- [Aim of the task] Each line of the records that holds the word "goalkeeper" should be copied out.
*** Data ***
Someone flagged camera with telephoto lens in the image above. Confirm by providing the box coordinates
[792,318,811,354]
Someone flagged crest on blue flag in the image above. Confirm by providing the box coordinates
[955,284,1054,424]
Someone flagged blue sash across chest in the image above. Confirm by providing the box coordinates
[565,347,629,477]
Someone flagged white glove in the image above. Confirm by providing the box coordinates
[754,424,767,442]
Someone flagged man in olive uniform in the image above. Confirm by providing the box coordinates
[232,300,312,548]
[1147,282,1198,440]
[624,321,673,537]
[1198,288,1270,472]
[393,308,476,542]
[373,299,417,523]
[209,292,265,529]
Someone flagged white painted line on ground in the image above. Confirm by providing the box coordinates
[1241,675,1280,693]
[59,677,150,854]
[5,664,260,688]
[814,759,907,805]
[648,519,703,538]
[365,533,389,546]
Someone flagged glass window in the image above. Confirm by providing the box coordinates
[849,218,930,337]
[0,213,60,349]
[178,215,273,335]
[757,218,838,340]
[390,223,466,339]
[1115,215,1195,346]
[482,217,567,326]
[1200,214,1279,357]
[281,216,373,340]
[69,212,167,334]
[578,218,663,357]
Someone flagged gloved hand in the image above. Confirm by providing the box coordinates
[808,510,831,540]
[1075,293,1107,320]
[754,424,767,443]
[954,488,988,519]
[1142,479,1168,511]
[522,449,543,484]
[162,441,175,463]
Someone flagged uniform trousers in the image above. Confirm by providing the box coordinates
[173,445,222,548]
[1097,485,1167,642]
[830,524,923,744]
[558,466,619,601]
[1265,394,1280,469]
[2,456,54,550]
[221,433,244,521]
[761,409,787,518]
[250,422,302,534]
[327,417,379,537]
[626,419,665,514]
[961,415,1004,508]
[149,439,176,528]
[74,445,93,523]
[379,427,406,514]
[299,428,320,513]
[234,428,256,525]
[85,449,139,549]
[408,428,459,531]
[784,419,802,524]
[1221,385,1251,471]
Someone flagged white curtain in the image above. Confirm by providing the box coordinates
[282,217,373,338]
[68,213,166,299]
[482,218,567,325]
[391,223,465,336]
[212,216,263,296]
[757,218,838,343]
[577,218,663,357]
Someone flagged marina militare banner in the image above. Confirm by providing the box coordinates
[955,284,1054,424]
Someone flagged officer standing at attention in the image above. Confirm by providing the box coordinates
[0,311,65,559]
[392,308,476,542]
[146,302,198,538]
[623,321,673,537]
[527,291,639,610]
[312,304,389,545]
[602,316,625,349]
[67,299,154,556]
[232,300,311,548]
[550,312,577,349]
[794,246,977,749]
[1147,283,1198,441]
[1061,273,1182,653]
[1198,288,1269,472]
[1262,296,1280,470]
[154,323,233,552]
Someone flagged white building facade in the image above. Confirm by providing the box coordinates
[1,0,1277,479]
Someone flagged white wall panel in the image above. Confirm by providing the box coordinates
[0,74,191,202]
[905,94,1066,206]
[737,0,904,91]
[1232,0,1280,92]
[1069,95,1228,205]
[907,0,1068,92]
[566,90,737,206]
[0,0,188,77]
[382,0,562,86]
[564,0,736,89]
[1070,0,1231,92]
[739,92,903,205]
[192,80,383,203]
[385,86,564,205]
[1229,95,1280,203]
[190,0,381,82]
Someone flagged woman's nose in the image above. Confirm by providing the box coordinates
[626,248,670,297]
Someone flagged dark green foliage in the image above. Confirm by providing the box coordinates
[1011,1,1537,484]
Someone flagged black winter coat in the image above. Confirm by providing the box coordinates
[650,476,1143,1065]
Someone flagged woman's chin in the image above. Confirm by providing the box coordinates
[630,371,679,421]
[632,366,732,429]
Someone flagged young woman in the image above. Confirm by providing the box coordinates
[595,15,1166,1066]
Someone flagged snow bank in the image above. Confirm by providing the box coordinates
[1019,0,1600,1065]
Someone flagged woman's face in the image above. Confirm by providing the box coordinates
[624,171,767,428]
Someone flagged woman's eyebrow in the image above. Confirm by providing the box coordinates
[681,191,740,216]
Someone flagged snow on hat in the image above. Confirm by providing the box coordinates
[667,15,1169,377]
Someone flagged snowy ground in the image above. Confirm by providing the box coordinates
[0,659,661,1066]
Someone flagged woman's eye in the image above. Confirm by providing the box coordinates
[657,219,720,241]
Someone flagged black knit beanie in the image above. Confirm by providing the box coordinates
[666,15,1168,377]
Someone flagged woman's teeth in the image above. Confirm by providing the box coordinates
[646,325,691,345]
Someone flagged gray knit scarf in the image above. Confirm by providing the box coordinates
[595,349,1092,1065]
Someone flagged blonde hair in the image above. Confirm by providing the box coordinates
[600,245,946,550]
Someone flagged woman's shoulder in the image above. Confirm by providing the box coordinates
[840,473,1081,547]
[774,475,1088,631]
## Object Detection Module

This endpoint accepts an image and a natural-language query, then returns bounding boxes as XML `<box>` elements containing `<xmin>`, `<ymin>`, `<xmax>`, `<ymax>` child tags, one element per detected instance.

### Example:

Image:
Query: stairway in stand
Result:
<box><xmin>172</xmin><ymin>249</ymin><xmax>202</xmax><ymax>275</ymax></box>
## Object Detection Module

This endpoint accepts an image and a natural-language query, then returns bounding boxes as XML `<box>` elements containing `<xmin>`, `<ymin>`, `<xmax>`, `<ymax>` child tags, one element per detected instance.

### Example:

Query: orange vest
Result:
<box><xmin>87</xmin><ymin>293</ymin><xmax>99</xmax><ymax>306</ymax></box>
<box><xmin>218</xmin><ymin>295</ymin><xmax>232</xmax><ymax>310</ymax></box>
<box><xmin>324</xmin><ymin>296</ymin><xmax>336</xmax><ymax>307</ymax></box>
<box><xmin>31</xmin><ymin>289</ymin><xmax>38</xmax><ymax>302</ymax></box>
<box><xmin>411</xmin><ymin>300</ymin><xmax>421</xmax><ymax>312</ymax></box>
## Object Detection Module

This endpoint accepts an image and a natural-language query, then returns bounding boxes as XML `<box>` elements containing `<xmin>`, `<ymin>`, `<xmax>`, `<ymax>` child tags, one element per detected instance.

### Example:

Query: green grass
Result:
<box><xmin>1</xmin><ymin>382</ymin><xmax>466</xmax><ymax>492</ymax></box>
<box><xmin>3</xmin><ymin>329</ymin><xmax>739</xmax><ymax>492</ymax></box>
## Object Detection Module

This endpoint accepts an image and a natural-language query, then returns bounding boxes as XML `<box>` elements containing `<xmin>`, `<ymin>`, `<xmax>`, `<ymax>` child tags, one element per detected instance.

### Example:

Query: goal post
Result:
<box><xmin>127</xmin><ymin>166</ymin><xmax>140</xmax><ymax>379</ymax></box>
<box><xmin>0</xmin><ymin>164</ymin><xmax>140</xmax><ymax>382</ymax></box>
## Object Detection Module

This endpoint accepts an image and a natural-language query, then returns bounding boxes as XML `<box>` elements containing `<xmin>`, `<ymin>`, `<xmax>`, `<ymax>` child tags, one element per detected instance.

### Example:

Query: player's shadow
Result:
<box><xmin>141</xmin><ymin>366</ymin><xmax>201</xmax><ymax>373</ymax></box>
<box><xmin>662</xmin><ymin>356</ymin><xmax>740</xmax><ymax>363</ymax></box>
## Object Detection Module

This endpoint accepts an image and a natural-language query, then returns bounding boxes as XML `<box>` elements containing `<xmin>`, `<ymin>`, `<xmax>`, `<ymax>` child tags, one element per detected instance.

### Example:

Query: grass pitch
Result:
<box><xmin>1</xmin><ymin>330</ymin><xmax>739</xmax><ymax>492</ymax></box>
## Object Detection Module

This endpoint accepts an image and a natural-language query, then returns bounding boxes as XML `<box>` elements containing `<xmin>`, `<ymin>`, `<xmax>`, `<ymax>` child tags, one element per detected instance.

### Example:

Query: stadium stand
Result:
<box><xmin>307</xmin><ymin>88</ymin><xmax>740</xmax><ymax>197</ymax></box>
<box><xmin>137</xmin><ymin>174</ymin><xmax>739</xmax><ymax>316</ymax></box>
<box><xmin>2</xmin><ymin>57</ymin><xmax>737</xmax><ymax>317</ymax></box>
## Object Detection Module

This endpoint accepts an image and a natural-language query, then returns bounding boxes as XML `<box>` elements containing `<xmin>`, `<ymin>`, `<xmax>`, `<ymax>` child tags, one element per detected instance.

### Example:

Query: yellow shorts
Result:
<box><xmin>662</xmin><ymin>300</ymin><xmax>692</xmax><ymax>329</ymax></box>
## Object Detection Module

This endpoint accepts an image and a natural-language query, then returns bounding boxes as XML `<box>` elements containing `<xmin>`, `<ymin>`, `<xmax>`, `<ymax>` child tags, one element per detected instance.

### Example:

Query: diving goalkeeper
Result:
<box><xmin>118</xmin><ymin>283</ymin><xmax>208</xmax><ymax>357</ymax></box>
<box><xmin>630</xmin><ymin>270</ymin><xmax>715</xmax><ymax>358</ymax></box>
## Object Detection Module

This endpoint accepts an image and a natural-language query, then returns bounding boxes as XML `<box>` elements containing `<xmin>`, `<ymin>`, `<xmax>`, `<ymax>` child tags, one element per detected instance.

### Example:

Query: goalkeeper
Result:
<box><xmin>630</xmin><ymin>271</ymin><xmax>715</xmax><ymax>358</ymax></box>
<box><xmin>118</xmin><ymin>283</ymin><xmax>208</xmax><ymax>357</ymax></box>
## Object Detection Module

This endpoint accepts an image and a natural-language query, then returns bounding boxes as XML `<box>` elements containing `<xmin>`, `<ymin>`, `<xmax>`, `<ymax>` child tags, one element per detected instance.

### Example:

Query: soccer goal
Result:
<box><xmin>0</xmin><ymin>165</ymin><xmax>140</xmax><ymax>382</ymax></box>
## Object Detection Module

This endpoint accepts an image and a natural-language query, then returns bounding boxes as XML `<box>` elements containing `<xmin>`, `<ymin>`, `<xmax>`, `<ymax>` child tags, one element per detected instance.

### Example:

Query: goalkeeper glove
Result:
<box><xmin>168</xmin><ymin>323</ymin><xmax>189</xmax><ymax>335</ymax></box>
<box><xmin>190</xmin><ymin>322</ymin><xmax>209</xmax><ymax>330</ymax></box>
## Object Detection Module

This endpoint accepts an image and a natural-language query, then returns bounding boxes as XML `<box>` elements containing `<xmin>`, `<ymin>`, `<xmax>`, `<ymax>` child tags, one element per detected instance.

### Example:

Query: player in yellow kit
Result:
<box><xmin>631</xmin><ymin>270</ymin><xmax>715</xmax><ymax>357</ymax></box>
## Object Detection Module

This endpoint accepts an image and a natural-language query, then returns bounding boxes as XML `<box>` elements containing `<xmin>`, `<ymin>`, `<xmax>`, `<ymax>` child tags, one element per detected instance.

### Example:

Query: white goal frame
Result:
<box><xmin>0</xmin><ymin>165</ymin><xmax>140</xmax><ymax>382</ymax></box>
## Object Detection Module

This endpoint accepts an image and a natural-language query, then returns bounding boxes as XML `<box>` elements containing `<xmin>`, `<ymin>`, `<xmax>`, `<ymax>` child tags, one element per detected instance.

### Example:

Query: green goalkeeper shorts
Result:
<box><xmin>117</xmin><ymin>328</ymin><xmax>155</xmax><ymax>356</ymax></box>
*** End of Data ***
- [Answer for the task]
Query: diving goalkeeper
Query: goalkeeper
Query: goalkeeper glove
Query: green goalkeeper shorts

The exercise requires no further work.